[INPUT DATA]

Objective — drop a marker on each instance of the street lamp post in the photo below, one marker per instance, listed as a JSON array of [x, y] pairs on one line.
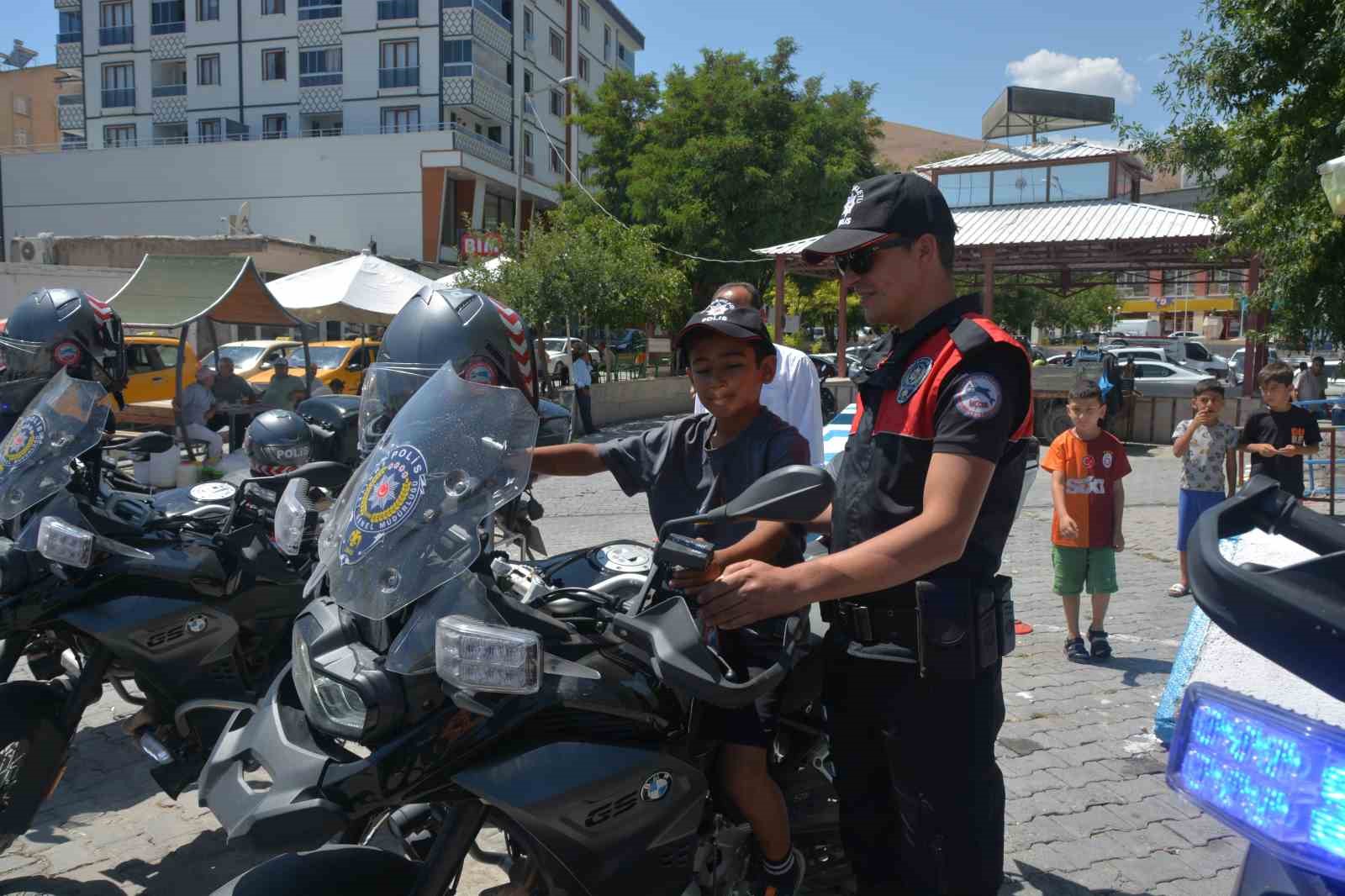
[[525, 98]]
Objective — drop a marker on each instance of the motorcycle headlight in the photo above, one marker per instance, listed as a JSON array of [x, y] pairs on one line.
[[345, 692]]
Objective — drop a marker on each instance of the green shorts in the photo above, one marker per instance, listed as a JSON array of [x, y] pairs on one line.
[[1076, 567]]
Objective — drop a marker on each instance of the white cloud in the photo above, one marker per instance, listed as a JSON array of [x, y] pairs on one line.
[[1062, 71]]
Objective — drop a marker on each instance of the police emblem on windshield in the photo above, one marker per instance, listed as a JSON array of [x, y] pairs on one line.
[[915, 376], [22, 444], [388, 499]]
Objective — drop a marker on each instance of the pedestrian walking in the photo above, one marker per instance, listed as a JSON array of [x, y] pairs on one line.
[[926, 495], [1207, 447], [1086, 466], [795, 393]]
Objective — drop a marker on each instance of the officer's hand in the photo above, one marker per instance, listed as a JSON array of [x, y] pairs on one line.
[[746, 593]]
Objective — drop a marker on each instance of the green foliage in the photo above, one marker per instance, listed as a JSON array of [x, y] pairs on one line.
[[584, 268], [735, 155], [1257, 103]]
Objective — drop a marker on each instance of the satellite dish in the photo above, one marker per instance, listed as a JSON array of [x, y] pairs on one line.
[[19, 57]]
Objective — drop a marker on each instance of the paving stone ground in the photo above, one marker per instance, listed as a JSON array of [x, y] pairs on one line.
[[1089, 810]]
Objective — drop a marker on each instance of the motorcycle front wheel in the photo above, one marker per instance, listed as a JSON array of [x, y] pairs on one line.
[[33, 754]]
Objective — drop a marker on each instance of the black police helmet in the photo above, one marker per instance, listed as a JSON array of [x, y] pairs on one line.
[[277, 441], [53, 329], [484, 340]]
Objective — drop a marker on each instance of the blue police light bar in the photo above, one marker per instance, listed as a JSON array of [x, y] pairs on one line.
[[1274, 777]]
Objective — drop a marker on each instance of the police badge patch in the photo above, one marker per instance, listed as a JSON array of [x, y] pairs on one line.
[[979, 397], [22, 444], [911, 380], [387, 501]]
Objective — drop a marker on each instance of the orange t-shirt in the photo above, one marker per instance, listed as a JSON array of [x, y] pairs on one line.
[[1091, 472]]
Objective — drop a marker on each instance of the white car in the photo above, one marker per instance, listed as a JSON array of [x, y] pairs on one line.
[[558, 356]]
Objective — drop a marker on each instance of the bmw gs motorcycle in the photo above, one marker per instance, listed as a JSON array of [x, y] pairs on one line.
[[437, 689], [193, 603], [1273, 775]]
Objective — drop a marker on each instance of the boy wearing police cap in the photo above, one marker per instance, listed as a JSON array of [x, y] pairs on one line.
[[694, 465], [926, 493]]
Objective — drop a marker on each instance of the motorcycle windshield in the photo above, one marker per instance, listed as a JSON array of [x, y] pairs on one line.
[[65, 420], [408, 521]]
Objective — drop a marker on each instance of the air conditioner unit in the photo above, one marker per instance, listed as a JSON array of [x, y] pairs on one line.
[[37, 250]]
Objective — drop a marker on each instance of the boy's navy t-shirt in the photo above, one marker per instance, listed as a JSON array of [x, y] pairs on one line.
[[683, 475], [1279, 428]]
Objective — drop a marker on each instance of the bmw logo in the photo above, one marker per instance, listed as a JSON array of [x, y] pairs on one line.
[[656, 788]]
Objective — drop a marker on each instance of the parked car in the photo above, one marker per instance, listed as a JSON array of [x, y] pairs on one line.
[[558, 356], [252, 356], [151, 367]]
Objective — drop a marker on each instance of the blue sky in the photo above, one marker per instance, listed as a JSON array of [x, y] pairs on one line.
[[938, 65]]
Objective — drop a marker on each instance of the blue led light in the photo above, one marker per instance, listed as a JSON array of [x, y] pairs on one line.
[[1274, 777]]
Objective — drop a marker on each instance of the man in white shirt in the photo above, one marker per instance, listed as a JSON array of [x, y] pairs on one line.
[[795, 394]]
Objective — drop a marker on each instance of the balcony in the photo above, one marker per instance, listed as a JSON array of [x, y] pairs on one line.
[[119, 98], [398, 78], [398, 10], [116, 35]]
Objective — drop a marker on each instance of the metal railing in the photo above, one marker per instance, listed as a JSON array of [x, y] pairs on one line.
[[482, 6], [116, 98], [405, 77], [320, 80], [398, 10], [116, 34]]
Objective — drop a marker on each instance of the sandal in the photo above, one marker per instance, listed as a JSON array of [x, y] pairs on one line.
[[1075, 651], [1100, 646]]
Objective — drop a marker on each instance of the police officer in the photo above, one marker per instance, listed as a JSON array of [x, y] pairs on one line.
[[926, 494]]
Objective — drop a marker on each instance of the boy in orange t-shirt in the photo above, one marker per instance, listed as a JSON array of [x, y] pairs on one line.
[[1086, 466]]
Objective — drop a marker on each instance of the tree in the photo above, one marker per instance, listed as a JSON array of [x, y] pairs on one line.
[[583, 268], [731, 156], [1255, 105]]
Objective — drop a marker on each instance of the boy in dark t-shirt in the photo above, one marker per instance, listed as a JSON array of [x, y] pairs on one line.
[[1282, 435], [690, 466]]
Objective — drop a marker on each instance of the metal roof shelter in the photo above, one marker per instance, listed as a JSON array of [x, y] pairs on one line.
[[178, 291]]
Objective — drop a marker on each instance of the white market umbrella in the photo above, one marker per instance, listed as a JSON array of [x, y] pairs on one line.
[[358, 289]]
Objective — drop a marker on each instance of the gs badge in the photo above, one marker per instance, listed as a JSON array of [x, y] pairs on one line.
[[387, 501], [22, 444], [911, 380]]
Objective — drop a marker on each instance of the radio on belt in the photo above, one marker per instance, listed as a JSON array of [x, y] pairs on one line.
[[688, 553]]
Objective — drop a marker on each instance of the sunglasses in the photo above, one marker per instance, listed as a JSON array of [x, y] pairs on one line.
[[861, 260]]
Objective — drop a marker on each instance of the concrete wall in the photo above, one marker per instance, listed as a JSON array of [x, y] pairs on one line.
[[18, 280], [340, 190]]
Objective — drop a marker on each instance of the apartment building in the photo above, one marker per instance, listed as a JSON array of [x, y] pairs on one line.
[[456, 98]]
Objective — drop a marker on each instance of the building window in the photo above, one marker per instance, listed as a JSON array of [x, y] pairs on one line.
[[272, 65], [116, 136], [398, 64], [1130, 284], [208, 69], [275, 127], [319, 67], [401, 119]]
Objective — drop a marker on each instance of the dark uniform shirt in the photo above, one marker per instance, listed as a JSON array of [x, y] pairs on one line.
[[952, 383]]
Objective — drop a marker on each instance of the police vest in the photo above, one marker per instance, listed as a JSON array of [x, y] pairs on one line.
[[881, 478]]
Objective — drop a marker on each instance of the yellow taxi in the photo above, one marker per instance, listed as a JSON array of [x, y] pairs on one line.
[[340, 360], [151, 367]]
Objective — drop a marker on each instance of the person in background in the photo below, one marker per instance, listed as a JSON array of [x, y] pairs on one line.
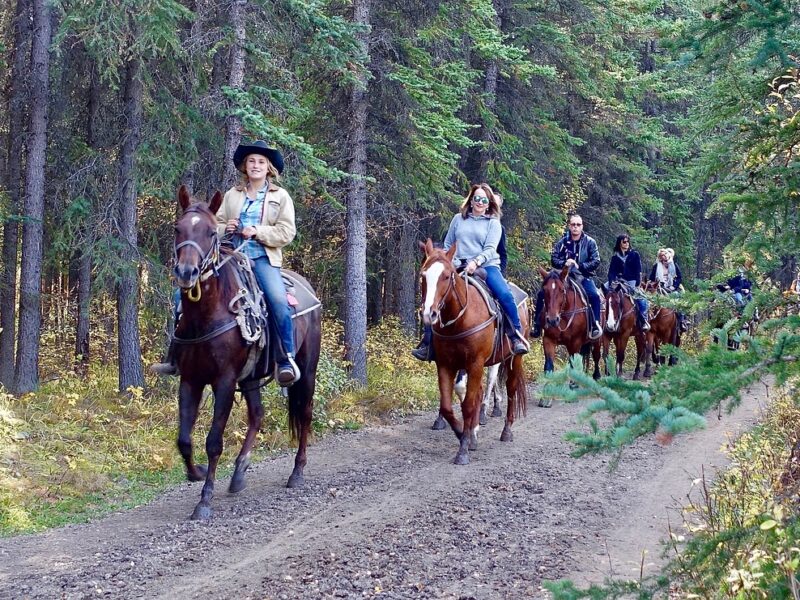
[[476, 231], [626, 264], [579, 252], [667, 274]]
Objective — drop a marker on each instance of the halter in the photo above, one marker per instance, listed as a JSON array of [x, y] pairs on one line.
[[209, 263], [451, 287], [571, 313]]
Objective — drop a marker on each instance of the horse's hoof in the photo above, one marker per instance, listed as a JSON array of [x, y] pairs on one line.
[[199, 473], [238, 483], [296, 480], [202, 512], [462, 458]]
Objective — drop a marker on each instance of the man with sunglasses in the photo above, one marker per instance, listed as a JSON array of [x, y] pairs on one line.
[[579, 252]]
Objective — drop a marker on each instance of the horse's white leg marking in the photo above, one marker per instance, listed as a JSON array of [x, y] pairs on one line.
[[431, 276]]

[/INPUT DATA]

_ABOUT THIS EXERCISE_
Repeat the entries word for word and skip the pictures.

_RESPONSE AREA_
Objective — drop a marker on each instance of the street lamp post in the photo below, one marker per instance, listed as a JSON array of [x, y] pairs on one line.
[[525, 98]]
Objective — drop a marker on each instance of the motorcycle headlight in the photo above, one marker per instance, listed as a JSON array of [x, y] pairs on one line.
[[345, 692]]
Objective — drop a marker on each instance of the green shorts in the photo above, one marker per instance, listed as a JSON array of [x, y] pairs on one line.
[[1076, 567]]
Objective — drop a marker on each instance of the white cloud in the photo above, one marker per instance, listed as a JSON array of [x, y] pairs on one line.
[[1062, 71]]
Objective — drop a marker on each instance of the police emblem on windshield in the photo above, one marker per instance, listed as a JSON array of [x, y] pairs on one line.
[[915, 376], [22, 444], [388, 499]]
Objective — drop a marker on each instance of the pedestrian walking in the photo above, one marker per instance, listed as a JSON array of [x, y] pairs on one line.
[[926, 495], [1207, 447], [1086, 466], [795, 393]]
Objective — drop a marker on each instance of the officer's hand in the photo above, one marker per instance, listed as a JSON array of [x, y] pairs on one line.
[[746, 593]]
Objective — drop a marker on each instance of the green foliage in the photo above, one marker per instance, listed as a JSON array of [x, y] pairs on one line.
[[584, 268], [735, 155], [1257, 103]]
Objective — drop a marker on each instance of the satellite dish in the photo above, one marker per instance, listed as a JSON array of [x, y] pairs on one line.
[[19, 57]]
Objective — drop a marker on each instance of the paving stone ground in the photo above, one marker per instance, listed as a JSON array of [x, y] pairs on one line.
[[1089, 810]]
Objective — drop a marker on each instance of the motorcycle front wheel in the photo above, one marker per instance, listed as a JSON array of [x, y] pairs on one line.
[[33, 754]]
Objective — drop a marker on each instance of the black police helmet in the photo above, one marker per instance, listed as a JSON array of [x, y] pairs on one line.
[[277, 441], [53, 329], [484, 340]]
Objective — drop a marker on each instance of the blue police light bar in the photo above, one marker per instance, listed as a JSON array of [x, y] pairs on one line.
[[1274, 777]]
Objective — drop a marker on each instance of the police badge patch in the photo above, one marker per instance, listed as a JSON array of [x, y] pairs on one line.
[[979, 397], [22, 444], [911, 380], [387, 501]]
Objective — drop a marker on each instance of the orange t-shirt in the photo above, one marker per instance, listed as a JSON array of [x, y] pairs on one line.
[[1091, 472]]
Objective — drop a marker on each instance of the white car in the photo above, one marker per instance, listed as a JSON array of [x, y] pairs on one line.
[[558, 356]]
Objective — drop a marker on each instance of the bmw gs motorcycle in the photo above, one marker per instance, listed as a JSON array of [x, y] pairs on one line.
[[437, 689], [193, 603], [1273, 775]]
Objective — drop a marker on each instance of the boy wearing police cap in the photo above, one marker per instance, listed as a JSON array of [x, y] pairs on one line.
[[694, 465], [926, 493]]
Objective — drop a marker on each instance of the motorcycle windshield in the photo above, one marker per instance, listed as a JSON array of [x, y] pairs on one line.
[[65, 420], [408, 521]]
Objective — drop a marker on each instance of the air conditioner unit in the photo above, one marker per instance, listed as a JSON array of [x, y] pairs on one line.
[[37, 250]]
Objective — drop a marker on each instance of the boy's navy t-shirt in the photo above, one marker per instance, listed as a JSON array of [x, y] pairs on one line.
[[683, 475], [1279, 428]]
Objective — drop a marker on each instance of the bmw logo in the photo above, one marker per instance, listed as a JSON array of [x, y] pairs on one line.
[[656, 788]]
Objective — drop a marker on each instance of the parked car in the photo above, one marker per instance, listed as a JSON array of [x, y] pairs on one line.
[[558, 356], [252, 356], [151, 367]]
Objective — drop a marker on each instance of the blue sky in the photo above, one marker per instance, listed as a JSON array of [x, y] pairs on one line.
[[938, 65]]
Objective — drop a marker on each instance of the blue led light in the photo above, one marker per instance, listed as a JSON array of [x, y] pairs on one line.
[[1274, 777]]
Objective — drop a marker on each instance of the man in white shirt in the photo above, one marker per instance, listed as a JSON array of [x, y] pairs on one line.
[[795, 394]]
Objective — drop a marker on each instance of the balcony in the photo above, one marker per instance, listed as a JSON array of [x, y] pairs on one line.
[[119, 98], [398, 78], [398, 10], [116, 35]]
Objective — drop a marker on each instance of the metal railing in the photo above, one marker per instance, listed as a JSON array of [x, y] pairs on one line.
[[482, 6], [116, 98], [405, 77], [320, 80], [398, 10], [116, 34]]
Objective — drop a marker on each instance of the sandal in the photo above, one marker per instance, listed as a JSON array of [x, y] pairs on one line.
[[1075, 651], [1100, 646]]
Objective — drop a marker on each instance of the police officer in the photo above, one marker per instance, listed as a JSON array of [x, y] pairs on one line.
[[926, 494]]
Objective — drop a marker on each instance of the boy in orange t-shirt in the photo above, one marker per instance, listed as a JSON array of [x, y] pairs on one line.
[[1086, 466]]
Objective — drop a marker on each instance of the tree in the photo above, one marker per instance, listed as a JSON array of [x, y] pairs on one line.
[[583, 268], [731, 156], [1255, 105]]
Objective — drop a marker on each instance of the boy in dark t-shirt in the photo above, one marker per instance, listed as a JSON array of [x, y] pairs on one line.
[[1282, 435], [690, 466]]
Objective — drop a marker on each instance of the metal roof shelter in the photo above, one marker per instance, listed as a JSON array of [x, y] pairs on one line.
[[178, 291]]
Objective — drop a marker on each instance of the white market umbrella in the photo above, one marker per instance, listed as a JSON array of [x, y] pairs on one line.
[[358, 289]]
Objective — drop a marker on each instance of the gs badge in the photo above, one marker per instance, listed as a JSON array of [x, y] pairs on one line.
[[387, 501], [22, 444], [911, 380]]
Objective — drop a marker on each instance of the radio on belt in the photo above, one marker per instance, listed as a JSON array of [x, y] pairs on one line.
[[688, 553]]
Objective — drop a marker on each instance of the sunglasses in the photo above, one marker per instance, listed as a JSON array of [x, y] pairs on one line.
[[861, 260]]
Objective — drop a marker on each instance of the concrete wall in the photo above, one marker per instance, listed as a JSON array of [x, y] pairs on one line.
[[18, 280], [340, 190]]
Objective — drop a marker on each instance of the apartment building in the photo above, one marker per instance, listed as a JSON array of [x, y] pairs on one line.
[[456, 98]]
Objective — drop a marker on each instance of the building window in the photo above, one marker per instance, listed as a JSON array of [x, y] pairs on one line.
[[272, 65], [116, 136], [398, 64], [1130, 284], [208, 69], [275, 127], [319, 67], [401, 119]]
Objective — drop a marker on each instance of the dark uniform shirt in the photo above, one marker per instance, listed as a JSON array of [x, y] pairs on one line.
[[952, 383]]
Objective — drop a marker on each instance of the police vest in the photo above, one marker per instance, listed as a JSON array of [x, y] pairs on one line.
[[881, 478]]
Objective — drop a marker on each instance of the yellow taxi in the photo above, one marker per instance, listed as a JSON array of [x, y] pairs on one line.
[[340, 360], [151, 367]]
Objective — drop a marker on each instance of the person in background in the photo below, one marker per instance, listed as a JSON array of [x, y] pairs on one line.
[[476, 231], [626, 264], [579, 252], [667, 274]]
Objective — drop a marker on each instance of the halter in the photo above, one marker per instance, listed as a JSON array of [x, y] pairs on one line.
[[209, 263], [451, 287], [571, 313]]
Objective — drop a marker on each instance of the horse's hoof in the photo above, one marker per instance, listed as a JSON array of [x, y] pairs on one line.
[[199, 473], [238, 483], [296, 480], [202, 512], [462, 458]]
Objective — drop a marker on each instance of the man with sunglasses in the photo above, one marker per instance, listed as a JSON array of [x, y] pairs on one line.
[[579, 252]]
Objective — drop a marker on each instance of the horse's white leg marking in the photo above, one marker per instance, listed as a JSON array of [x, y] pairs on one line.
[[431, 276]]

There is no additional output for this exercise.